Brief
Print the entries below in their entirety, exactly as they are written.
"""
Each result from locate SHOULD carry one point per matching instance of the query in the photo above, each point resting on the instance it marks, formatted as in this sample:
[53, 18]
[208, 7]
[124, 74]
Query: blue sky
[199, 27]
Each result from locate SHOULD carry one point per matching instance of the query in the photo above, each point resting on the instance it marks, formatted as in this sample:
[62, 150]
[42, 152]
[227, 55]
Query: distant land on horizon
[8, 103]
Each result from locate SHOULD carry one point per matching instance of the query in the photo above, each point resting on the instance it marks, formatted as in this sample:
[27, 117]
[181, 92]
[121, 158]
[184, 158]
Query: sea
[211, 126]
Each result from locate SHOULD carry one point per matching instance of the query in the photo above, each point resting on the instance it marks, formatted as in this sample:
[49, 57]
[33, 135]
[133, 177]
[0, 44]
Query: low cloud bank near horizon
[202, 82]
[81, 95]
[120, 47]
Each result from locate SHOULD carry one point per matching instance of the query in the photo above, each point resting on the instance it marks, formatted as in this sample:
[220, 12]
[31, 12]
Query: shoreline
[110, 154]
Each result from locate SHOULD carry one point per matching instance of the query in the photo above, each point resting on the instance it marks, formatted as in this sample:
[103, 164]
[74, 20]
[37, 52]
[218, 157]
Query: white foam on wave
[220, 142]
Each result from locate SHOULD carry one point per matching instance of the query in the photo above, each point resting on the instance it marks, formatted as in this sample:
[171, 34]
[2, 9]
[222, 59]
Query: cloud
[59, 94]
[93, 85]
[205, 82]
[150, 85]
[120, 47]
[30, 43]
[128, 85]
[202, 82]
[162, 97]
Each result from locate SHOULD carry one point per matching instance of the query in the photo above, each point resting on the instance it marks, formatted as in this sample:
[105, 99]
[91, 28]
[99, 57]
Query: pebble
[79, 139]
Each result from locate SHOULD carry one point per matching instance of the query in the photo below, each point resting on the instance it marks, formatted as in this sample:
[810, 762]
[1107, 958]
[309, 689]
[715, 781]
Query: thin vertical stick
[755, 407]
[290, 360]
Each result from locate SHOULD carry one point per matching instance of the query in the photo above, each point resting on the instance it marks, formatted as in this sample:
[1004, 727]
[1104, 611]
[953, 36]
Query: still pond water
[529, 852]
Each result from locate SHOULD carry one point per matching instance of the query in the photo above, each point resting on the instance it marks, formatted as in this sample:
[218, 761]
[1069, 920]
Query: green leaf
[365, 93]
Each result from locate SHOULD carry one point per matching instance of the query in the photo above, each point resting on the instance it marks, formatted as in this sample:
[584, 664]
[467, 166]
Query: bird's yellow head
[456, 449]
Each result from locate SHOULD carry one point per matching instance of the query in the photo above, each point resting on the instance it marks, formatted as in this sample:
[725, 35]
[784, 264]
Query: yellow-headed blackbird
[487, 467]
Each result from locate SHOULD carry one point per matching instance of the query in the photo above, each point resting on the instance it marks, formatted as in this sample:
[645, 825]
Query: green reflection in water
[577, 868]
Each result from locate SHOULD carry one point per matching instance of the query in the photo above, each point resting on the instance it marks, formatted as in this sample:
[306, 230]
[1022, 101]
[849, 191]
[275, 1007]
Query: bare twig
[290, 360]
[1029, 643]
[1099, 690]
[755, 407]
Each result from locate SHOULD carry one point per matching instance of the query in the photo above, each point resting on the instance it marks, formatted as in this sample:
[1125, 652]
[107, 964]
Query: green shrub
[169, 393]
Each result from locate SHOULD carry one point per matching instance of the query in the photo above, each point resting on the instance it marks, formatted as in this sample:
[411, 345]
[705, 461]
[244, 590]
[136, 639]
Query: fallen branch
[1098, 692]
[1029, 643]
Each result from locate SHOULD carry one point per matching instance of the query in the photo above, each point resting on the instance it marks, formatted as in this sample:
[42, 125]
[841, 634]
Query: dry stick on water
"""
Answer for this exercise
Each result from locate SHOULD carry one point per matching instance of the query in the photo above, each point resting on the instance it marks, formatted as in this sample:
[53, 18]
[208, 7]
[124, 74]
Query: blue sky
[199, 27]
Each result from locate SHOULD carry one point per matching instance of the query in the photo above, each point resting on the instance it marks, formatted as in this sample:
[62, 150]
[42, 152]
[227, 55]
Query: distant land on horizon
[8, 103]
Each result from locate SHOULD carry one point per matching instance of the query in the photo above, each point resting on the instance it marks, formatted as in this sample:
[27, 117]
[181, 92]
[121, 158]
[184, 158]
Query: sea
[211, 126]
Each result from locate SHOULD carry one point per matching instance of the query in the photo above, each point resting on the instance it marks, formatted as in this sample:
[49, 57]
[33, 135]
[133, 177]
[0, 44]
Query: low cloud bank near horizon
[202, 82]
[81, 95]
[120, 47]
Each result from locate SHOULD carry one point per matching instance of the query in the photo above, each point resting on the instance it marks, formatted as in this sample:
[220, 12]
[31, 12]
Query: shoreline
[110, 154]
Each result from locate SHOULD carry one point per matching instance of the query in the photo above, each point resting on the instance it marks, formatted as in this sample:
[103, 164]
[74, 20]
[37, 52]
[218, 157]
Query: white foam on wave
[220, 142]
Each result from locate SHOULD carry one point per matching instance of the query in the photo above, each point resting on the instance it marks, formatted as in this sample:
[171, 34]
[2, 9]
[222, 59]
Query: cloud
[59, 94]
[93, 85]
[205, 82]
[150, 85]
[120, 47]
[30, 43]
[128, 85]
[202, 82]
[162, 97]
Each result from locate SHOULD carry one point per matching instance of the query in the photo above, each point resting on the instance it marks, formatted as in this sample:
[105, 99]
[91, 28]
[99, 57]
Query: pebble
[79, 139]
Each result from locate SHOULD carry one point per matching instance of the query in the photo below, each point resting on the instance it marks, formatted as in this sample:
[810, 762]
[1107, 958]
[309, 689]
[715, 781]
Query: thin vertical stick
[755, 407]
[290, 360]
Each result from locate SHOULD carry one point per matching instance of the query in the photo above, each point resting on the instance it marks, formatted as in this sample:
[1004, 727]
[1104, 611]
[953, 36]
Query: still pond water
[529, 852]
Each result from locate SHOULD carry one point per matching instance of the query in the photo above, each point resting on the instance it marks, formatted as in this sample:
[218, 761]
[1069, 920]
Query: green leaf
[365, 93]
Each result from locate SHOULD carry one point per matching instance of the query in the photo above, each point resting on the instance it marks, formatted as in this sample:
[584, 664]
[467, 166]
Query: bird's yellow head
[456, 449]
Each result from locate SHOULD carry one point per matching instance of the query in the photo above, each point resting on the instance it marks, formatted as in this sample:
[725, 35]
[784, 264]
Query: yellow-headed blackbird
[487, 467]
Each result from locate SHOULD carry one point per matching instance of the query in the photo above, each point resting on the instance it marks, formatted as in this sample:
[645, 825]
Query: green reflection in water
[577, 868]
Each result from locate SHOULD carry one point per matching instance of the query in the photo above, each point resting on the instance it marks, formatted as in this sample:
[306, 230]
[1022, 101]
[849, 191]
[275, 1007]
Query: bare twig
[290, 360]
[1029, 643]
[1099, 690]
[755, 407]
Each result from locate SHOULD carry one point per matching instance of the query in the photo above, each point resting on the instance it marks, formatted as in this sample:
[1125, 652]
[107, 964]
Query: green shrub
[169, 393]
Each result from locate SHOULD carry one point per matching instance of the query in the photo above, each point resting on the instance it marks, formatted as in this sample:
[411, 345]
[705, 461]
[244, 590]
[136, 639]
Query: fallen branch
[1098, 692]
[1029, 643]
Each result from locate SHOULD carry one point per matching instance of the query in the photo above, each point resting on the instance it marks, formatted as in this sample:
[42, 125]
[841, 634]
Query: dry stick on water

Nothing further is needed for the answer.